- REQUIRED ACTIONS:
1. Quote the call for papers from "COLING-2000 Workshop on Using" to "call at http://crl.nmsu.edu/Events/COLING00)".
2. Please answer these questions using the call for papers:
(a) Where and on what date is the workshop held?
(b) What kind of presentations are strongly encouraged?
(c) Which general programming languages are named?
3. Translate this sentence from the call for papers into Spanish: "These tools aim at facilitating and lowering the cost of building NLP systems."

- TEXT SEGMENT:

* START *

Corpora: Last Call: COLING-2000 Workshop on Toolsets and Architectures

From: Remi Zajac (rzajac@crl.nmsu.edu)
Date: Sun May 14 2000 - 19:42:58 MET DST

  • Next message: Gabriel Pereira Lopes: "Re: Corpora: ISO Multilingual parallel corpora"

    Call for Papers for the

    COLING-2000 Workshop on Using Toolsets and Architectures To Build NLP Systems

    Centre Universitaire, Luxembourg, 5 August 2000

    (see also this call at http://crl.nmsu.edu/Events/COLING00)

    Background

    The purpose of the workshop is to present the state-of-the-art on NLP
    toolsets and workbenches that can be used to develop multilingual
    and/or multi-applications NLP components and systems. Although
    technical presentations of particular toolsets are of interest, we
    would like to emphasize methodologies and practical experiences in
    building components or full applications using an NLP
    toolset. Combined demonstrations and paper presentations are strongly
    encouraged.

    Many toolsets have been developed to support the implementation of
    single NLP components (taggers, parsers, generators, dictionaries) or
    complete Natural Language Processing applications (Information
    Extraction systems, Machine Translation systems). These tools aim at
    facilitating and lowering the cost of building NLP systems. Since the
    tools themselves are often complex pieces of software, they require a
    significant amount of effort to be developed and maintained in the
    first place. Is this effort worth the trouble? It is to be noted that
    NLP toolsets have often been originally developed for implementing a
    single component or application. In this case, why not build the NLP
    system using a general programming language such as Lisp or Prolog?

* END *

- SUPPLIED DATA:
* START *

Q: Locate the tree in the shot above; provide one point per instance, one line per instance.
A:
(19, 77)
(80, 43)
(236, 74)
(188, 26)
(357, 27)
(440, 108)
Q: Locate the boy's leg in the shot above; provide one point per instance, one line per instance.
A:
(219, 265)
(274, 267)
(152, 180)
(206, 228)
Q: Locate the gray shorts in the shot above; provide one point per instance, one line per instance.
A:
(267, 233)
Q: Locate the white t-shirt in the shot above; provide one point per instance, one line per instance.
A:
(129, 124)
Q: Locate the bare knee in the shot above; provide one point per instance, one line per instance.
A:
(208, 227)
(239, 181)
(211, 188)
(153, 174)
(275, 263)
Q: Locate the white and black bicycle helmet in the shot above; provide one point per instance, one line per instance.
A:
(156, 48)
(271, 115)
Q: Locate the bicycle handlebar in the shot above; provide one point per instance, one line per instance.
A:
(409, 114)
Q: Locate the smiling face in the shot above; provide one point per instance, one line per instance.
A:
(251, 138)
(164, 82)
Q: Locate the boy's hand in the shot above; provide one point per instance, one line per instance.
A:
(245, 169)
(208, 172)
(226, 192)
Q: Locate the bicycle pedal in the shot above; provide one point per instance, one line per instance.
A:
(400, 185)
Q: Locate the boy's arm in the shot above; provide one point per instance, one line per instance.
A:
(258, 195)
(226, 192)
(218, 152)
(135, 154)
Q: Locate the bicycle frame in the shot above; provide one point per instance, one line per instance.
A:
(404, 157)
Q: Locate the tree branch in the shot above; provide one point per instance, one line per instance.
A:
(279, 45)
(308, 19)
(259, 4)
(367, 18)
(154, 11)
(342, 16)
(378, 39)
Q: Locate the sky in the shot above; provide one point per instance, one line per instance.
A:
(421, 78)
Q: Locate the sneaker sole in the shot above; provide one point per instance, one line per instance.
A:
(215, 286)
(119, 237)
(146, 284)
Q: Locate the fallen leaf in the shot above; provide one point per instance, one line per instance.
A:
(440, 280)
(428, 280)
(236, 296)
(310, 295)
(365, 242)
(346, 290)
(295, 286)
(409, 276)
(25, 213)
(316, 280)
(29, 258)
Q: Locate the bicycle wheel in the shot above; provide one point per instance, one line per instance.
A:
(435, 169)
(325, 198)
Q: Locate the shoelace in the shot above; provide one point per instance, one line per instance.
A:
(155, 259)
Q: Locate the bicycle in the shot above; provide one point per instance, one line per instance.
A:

* END *

- THE REPLIES:
1.
COLING-2000 Workshop on Using Toolsets and Architectures To Build NLP Systems

    Centre Universitaire, Luxembourg, 5 August 2000

    (see also this call at http://crl.nmsu.edu/Events/COLING00)

2.
(a) At the Centre Universitaire, Luxembourg, on 5 August 2000.
(b) Combined demonstrations and paper presentations.
(c) Lisp and Prolog.

3. Estas herramientas tienen como objetivo facilitar la construcción de sistemas de PLN y reducir su costo.